▶ _What is needed_
The response should consist of the records, reproduced exactly.

----- Entries provided

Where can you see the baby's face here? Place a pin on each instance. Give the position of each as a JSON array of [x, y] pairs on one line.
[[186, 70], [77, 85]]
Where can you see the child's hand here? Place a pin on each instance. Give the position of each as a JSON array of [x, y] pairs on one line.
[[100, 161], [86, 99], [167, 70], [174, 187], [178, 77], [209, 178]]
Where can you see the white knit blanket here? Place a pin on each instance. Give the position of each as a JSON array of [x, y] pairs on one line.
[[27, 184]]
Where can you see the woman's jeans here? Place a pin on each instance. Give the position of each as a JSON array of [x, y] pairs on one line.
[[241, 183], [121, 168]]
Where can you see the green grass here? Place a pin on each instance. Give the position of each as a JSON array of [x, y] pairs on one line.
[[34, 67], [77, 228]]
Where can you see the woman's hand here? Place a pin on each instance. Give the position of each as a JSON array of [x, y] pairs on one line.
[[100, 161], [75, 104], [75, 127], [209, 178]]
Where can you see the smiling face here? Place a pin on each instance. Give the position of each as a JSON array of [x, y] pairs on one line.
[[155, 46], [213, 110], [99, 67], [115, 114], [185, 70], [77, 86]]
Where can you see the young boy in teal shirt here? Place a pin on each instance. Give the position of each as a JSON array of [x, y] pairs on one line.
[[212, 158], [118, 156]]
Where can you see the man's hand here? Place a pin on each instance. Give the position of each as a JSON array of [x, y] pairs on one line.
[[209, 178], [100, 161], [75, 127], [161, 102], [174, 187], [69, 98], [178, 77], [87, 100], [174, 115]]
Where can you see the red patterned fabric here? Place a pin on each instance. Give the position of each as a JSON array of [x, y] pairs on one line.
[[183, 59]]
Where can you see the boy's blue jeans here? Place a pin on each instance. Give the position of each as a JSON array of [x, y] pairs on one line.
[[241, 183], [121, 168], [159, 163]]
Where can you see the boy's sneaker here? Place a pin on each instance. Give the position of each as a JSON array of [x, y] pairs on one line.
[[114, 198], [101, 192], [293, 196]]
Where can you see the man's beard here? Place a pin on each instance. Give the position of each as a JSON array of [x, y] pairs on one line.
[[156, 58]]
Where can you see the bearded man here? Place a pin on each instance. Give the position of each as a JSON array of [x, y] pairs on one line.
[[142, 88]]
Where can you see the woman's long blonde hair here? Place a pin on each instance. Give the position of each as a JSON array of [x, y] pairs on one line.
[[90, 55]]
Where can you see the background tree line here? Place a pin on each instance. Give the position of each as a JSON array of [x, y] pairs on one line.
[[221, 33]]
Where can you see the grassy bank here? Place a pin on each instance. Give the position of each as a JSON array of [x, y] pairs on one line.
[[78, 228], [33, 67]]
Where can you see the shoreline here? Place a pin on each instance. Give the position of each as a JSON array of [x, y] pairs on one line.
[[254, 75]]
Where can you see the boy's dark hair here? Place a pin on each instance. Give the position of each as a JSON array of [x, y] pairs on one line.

----------

▶ _Written answer_
Where can you see the baby's face here? Place a pin on each instance. Give the position of each as a JSON array of [x, y] pairs on one line.
[[186, 70], [77, 85]]
Where can you see the child's hand here? Place a pin on each instance. Give the position of each as a JSON array of [x, y] pairs on one line.
[[100, 161], [86, 99], [167, 70], [174, 187], [178, 77], [209, 178]]
Where can you see the white knit blanket here? Place a pin on each instance. Give the position of each as a JSON array of [x, y] pairs on one line.
[[27, 184]]
Where can you see the woman's jeans here? Place a pin on each instance. Give the position of each as a JSON array of [x, y] pairs on one line.
[[241, 183], [121, 168]]
Where can you see the green grass here? Place a pin on each instance. Give the position of each as a JSON array of [x, y] pairs on one line.
[[34, 67], [77, 228]]
Where can you see the woman's hand here? Place a pin on each instance. Give the position of each as a JSON array of [x, y] pairs on one line.
[[100, 161], [75, 104], [75, 127], [209, 178]]
Where can you see the smiling face here? Place a pin on each instance. Give the position of each as a JSON array of [x, y] pairs on one line.
[[155, 46], [213, 110], [99, 67], [115, 114], [185, 70], [77, 86]]
Where can you see the young boy in teal shirt here? Place a pin on each instance. Give the position of each as a JSON array of [x, y] pairs on one line.
[[212, 158], [118, 156]]
Where can you see the man's hand here? Place a pin on each instance. Give the position of each as a JSON array of [x, y] pairs on one line.
[[209, 178], [100, 161], [75, 127], [161, 102], [174, 187], [69, 98], [178, 77], [87, 100], [174, 115]]
Where can you see the red patterned fabric here? Place a pin on each instance. Give the position of each as a JSON array of [x, y] pairs on one line.
[[183, 59]]
Where can you see the boy's blue jeans here? Place a pin on each instance. Give the position of each as a JSON array of [x, y] pairs on one line.
[[241, 183], [121, 168], [159, 163]]
Where can you see the boy's sneaker here? Place a pin on each instance. Give the position of each as a JSON array of [x, y] pairs on one line.
[[114, 198], [101, 192], [293, 196]]
Where can you see the man's beard here? Place a pin on each instance. Give the position of each as a JSON array of [x, y] pairs on one line.
[[156, 58]]
Where can you see the bearded man here? Place a pin on each instance. Give the position of each as a JSON array of [x, y] pairs on one line.
[[142, 88]]
Where can you see the woman's long blonde hair here? Place a pin on each instance. Give the position of each as a JSON array of [x, y] pairs on one line.
[[90, 55]]
Where can you see the background tree line here? Place a pin on each instance. Give the position of each as a JSON array of [x, y] pairs on one line.
[[221, 33]]
Where can you see the grassy bank here? Place a pin on each instance. Give the position of each as a JSON array of [x, y] pairs on one line.
[[78, 228], [33, 67]]
Where can you see the shoreline here? Place a pin on each instance. Give the position of each as a JSON array of [x, y] pairs on one line.
[[254, 75]]
Where can you see the boy's dark hair here? Place a pin on each instance. Give the position of each as a JSON array of [x, y] pairs on one line.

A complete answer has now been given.